> Required task 1: Please return, exactly as they appear, the rows from the line containing "Q: Point to the light" through the line containing "x=298 y=430", with both of those lines included.

> Text shown:

The first time I ever saw a Water Lily was in the hands of a classmate. We went on class excursion to a rice farm. ‘What’s that in your hand?’ I asked. ‘I don’t know. It’s a strange looking flower’. ‘Let me see’. As I walked towards him, he ripped the flower into bits. ‘Why did you do that?’ I yelled as little balls of tears rolled down my cheeks.  Almost immediately, our Agriculture teacher showed up and I told him what happened. He pointed at a pond not far away from where we stood. Behold my flower! There were so many!

Gently, I knelt as I reached out to stroke its leaves. I couldn’t help but wonder how it’s rooted in soil inside the water with floating leaves and flower undisturbed by the water. I carefully pulled one out and studied it.

> Supplied records:
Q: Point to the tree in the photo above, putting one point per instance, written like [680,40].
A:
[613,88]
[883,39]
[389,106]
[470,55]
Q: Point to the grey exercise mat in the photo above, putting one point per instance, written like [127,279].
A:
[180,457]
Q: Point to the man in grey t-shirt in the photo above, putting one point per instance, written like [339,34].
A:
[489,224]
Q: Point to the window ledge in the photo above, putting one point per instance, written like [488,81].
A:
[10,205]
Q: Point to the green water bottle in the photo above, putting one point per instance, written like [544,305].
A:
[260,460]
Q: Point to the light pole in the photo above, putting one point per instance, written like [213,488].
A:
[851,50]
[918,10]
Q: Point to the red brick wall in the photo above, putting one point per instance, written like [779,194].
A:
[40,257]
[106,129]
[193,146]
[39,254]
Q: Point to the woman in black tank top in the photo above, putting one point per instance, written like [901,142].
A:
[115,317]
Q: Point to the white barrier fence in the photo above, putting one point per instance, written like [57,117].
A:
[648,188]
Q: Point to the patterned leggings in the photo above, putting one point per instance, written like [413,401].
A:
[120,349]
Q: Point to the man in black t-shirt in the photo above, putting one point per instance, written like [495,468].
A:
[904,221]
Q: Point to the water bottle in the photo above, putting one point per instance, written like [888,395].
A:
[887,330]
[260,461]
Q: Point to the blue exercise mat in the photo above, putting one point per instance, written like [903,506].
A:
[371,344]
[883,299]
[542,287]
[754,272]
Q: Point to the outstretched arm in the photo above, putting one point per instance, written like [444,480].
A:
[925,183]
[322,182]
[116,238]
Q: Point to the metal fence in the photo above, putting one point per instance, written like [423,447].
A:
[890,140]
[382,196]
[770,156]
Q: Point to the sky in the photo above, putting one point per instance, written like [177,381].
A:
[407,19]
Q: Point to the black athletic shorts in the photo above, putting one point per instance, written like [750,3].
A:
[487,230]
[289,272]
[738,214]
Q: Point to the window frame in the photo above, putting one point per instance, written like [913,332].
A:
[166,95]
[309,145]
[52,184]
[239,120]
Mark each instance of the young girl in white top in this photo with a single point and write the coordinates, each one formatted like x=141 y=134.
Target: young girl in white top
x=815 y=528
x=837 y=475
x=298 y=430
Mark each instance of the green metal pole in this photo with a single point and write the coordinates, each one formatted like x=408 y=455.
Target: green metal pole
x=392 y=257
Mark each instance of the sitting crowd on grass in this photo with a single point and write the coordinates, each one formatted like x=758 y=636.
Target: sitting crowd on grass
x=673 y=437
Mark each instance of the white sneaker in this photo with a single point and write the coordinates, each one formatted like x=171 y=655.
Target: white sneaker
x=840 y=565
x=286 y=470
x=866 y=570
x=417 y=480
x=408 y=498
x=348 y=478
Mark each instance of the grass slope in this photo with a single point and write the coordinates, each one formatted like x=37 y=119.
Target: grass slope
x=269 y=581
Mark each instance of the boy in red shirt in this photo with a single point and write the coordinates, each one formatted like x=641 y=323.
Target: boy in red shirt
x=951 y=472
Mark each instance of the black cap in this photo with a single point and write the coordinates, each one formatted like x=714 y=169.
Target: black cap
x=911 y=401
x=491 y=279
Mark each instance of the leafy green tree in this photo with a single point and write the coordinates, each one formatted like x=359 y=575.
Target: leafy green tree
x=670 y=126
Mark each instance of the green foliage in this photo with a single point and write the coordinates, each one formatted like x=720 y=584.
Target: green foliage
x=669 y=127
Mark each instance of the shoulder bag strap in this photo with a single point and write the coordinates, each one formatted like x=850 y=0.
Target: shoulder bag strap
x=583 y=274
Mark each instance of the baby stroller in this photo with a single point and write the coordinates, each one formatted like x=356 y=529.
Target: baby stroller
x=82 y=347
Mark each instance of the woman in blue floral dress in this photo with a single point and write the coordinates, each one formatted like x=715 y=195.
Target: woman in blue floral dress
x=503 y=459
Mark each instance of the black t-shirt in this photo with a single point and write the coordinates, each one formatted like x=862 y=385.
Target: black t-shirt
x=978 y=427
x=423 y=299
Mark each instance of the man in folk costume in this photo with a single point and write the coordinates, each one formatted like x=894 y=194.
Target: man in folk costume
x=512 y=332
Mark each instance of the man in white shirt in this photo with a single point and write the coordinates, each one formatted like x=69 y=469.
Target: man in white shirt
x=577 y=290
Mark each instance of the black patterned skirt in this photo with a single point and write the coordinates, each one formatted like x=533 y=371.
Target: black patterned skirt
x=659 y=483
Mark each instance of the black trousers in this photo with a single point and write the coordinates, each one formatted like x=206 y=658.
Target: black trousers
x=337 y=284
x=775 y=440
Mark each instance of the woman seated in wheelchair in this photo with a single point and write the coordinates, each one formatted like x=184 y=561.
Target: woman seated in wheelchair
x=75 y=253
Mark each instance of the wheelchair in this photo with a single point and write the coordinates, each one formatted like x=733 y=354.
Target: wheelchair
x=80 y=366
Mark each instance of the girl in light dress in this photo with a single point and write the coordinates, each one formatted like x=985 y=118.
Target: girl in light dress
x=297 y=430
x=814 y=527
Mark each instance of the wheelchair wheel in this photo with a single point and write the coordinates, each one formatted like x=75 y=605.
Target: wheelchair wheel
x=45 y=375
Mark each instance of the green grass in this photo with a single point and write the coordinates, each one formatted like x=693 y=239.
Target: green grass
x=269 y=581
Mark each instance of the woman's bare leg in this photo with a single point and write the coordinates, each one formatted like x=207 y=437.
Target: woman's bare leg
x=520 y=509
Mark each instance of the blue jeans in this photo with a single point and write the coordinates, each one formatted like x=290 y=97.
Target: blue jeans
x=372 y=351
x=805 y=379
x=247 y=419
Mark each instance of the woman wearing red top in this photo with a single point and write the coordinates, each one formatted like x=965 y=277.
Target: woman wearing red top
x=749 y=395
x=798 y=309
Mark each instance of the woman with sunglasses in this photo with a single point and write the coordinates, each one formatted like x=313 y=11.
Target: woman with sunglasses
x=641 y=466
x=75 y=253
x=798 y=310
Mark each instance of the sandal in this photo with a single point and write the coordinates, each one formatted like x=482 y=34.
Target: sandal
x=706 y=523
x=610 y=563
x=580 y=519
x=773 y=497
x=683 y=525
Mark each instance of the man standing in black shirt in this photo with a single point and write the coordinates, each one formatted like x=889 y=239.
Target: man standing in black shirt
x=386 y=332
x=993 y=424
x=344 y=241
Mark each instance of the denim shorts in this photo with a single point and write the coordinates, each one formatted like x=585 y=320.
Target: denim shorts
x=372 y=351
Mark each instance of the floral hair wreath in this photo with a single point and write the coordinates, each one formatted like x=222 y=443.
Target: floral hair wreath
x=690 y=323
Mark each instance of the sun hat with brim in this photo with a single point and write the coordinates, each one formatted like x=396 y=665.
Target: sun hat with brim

> Required task 2:
Answer these questions from the water lily passage.
(a) Where did the class go on its excursion?
(b) Which teacher showed up after the flower was ripped?
(c) What did the narrator reach out to stroke after kneeling?

> Response 1:
Q: Point to the light pole in the photo above, putting one point per instance, written like [213,488].
A:
[851,50]
[918,10]
Q: Point to the red brick wall in the photo above, putting one point per instance, written like [779,194].
A:
[40,257]
[106,129]
[193,146]
[39,254]
Q: Point to the woman in black tank top in the photo above, putting one point per instance, written like [901,142].
A:
[115,317]
Q: Point to the white barrier fence in the photo above, putting one point per instance, written like [57,117].
A:
[648,188]
Q: Point to the patterned leggings in the photo above, putting one point per instance, written like [413,401].
A:
[120,349]
Q: Point to the man in black t-shirt in the photo above, putting one point per instance, written like [495,468].
A:
[904,221]
Q: Point to the water bottle in the photo above, putting one point per instance, written like [888,395].
A:
[887,330]
[260,461]
Q: Point to the blue exercise mat in the photo above, putting one point per instance, written like [903,506].
A:
[371,344]
[883,299]
[542,287]
[754,272]
Q: Point to the outstretched arm in the photo above, putting one point per instance, written like [444,480].
A:
[925,183]
[322,182]
[116,238]
Q: Point to the metal fence in the photo above, putting one point per instance, written like [423,447].
A:
[890,140]
[382,196]
[770,156]
Q: Point to the sky in the photo above, putting one point per instance, written like [177,381].
A:
[407,19]
Q: Point to the black athletic shorts in the photo above, putting one point per instance, written like [750,3].
A:
[487,230]
[289,272]
[738,214]
Q: Point to the window frame in the photo above, putting one point per instance, written like [913,332].
A:
[166,95]
[309,145]
[52,184]
[239,120]
Mark each instance of the young girl in white top in this photo with a single point and write the coordinates, each one formatted like x=141 y=134.
Target: young girl in white top
x=815 y=528
x=837 y=475
x=298 y=430

> Response 2:
(a) A rice farm.
(b) The Agriculture teacher.
(c) The water lily's leaves.